However, the relative difference
in sophistication between FPGA devices and FPGA software described in [1] is
further indicated here. The
Actel/Workview interface, for example, does not currently support the simulation
of systems that mix Actel FPGAs with standard TTL parts. Additionally, the Actel architecture is not
transparent; when the timing analyzer describes critical path information, the
designer cannot view the fuse map to see where the problems are. This in turn makes selecting the appropriate
design changes difficult, requiring a heuristic "bag of tricks"
approach to optimize for performance. A
tool that permits the user to see how signals were routed and, if necessary,
edit the fuse map, would not be difficult to write and would assist designers
interested in using antifuse-based FPGAs in performance-critical designs.

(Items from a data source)
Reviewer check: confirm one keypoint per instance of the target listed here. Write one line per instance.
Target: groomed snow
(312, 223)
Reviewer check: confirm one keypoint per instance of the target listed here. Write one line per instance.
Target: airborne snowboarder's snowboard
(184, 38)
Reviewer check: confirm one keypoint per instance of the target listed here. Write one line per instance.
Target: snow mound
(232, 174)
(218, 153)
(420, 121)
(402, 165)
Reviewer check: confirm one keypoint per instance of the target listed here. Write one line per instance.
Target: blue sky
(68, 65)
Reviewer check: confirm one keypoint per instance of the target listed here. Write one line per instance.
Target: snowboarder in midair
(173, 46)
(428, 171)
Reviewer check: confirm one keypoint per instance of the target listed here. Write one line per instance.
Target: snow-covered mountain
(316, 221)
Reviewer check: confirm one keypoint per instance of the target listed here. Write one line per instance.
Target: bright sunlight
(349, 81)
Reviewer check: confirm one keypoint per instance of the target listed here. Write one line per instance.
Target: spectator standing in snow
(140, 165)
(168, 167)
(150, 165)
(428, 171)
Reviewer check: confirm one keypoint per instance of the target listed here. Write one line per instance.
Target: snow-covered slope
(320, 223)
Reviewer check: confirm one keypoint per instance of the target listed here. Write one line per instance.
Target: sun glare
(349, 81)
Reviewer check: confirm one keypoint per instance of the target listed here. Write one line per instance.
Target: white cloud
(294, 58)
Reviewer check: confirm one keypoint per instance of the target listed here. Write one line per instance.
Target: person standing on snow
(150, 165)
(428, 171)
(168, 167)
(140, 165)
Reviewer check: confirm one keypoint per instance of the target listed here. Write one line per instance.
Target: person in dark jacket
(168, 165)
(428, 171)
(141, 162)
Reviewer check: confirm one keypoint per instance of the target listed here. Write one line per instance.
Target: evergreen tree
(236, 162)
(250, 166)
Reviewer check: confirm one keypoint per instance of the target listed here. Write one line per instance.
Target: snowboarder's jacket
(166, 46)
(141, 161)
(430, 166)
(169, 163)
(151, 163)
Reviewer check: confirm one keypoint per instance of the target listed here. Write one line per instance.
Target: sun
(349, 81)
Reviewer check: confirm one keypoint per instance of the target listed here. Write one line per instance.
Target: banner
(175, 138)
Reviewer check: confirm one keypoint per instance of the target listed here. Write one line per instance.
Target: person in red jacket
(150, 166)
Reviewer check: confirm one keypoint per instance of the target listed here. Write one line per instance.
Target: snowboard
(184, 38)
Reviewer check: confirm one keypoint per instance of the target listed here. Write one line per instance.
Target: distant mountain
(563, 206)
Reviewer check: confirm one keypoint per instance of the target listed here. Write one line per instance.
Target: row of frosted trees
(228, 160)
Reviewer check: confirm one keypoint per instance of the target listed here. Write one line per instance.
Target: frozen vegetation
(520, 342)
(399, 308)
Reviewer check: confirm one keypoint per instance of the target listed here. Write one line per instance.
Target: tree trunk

(PARTS OF THE EXERCISE):
A: According to the passage on Actel FPGA design software, what would the tool it proposes do or be? List everything the passage says about that tool.
B: Answer each question from the passage on Actel FPGA design software:
(i) Which parts can the Actel/Workview interface not currently simulate together with Actel FPGAs?
(ii) What information does the timing analyzer describe?
(iii) Which kind of FPGAs does the passage mention in its last sentence?
C: Write the next part of the passage on Actel FPGA design software, starting after its final sentence.

(RESPONSES IN ORDER):
A:
- It would permit the user to see how signals were routed.
- It would let the user edit the fuse map, if necessary.
- It would not be difficult to write.
- It would assist designers interested in using antifuse-based FPGAs in performance-critical designs.

B:
(i) Standard TTL parts.
(ii) Critical path information.
(iii) Antifuse-based FPGAs.

C:
Our
experience indicates that the standard mode of interaction between digital
designer and digital design does not apply for FPGAs. The expected linear relationship between
design changes and design performance does not appear, due to the chaotic
interventions of design routing. We
note, however, that while the direction of performance change in response to a
design change may not be known, the magnitude of the change can be bounded by
the fundamental characteristics of the device. Major design changes may thus be
able to move the design into a new region of performance, but fine tuning to
introduce marginal improvements seems impossible. This suggests that the suitability of FPGAs
for a given design depends on performance objectives. For projects in which every nanosecond of
performance is important, FPGA's are not
an appropriate implementation technology. The larger the region of acceptable
performance, the more attractive FPGA's become.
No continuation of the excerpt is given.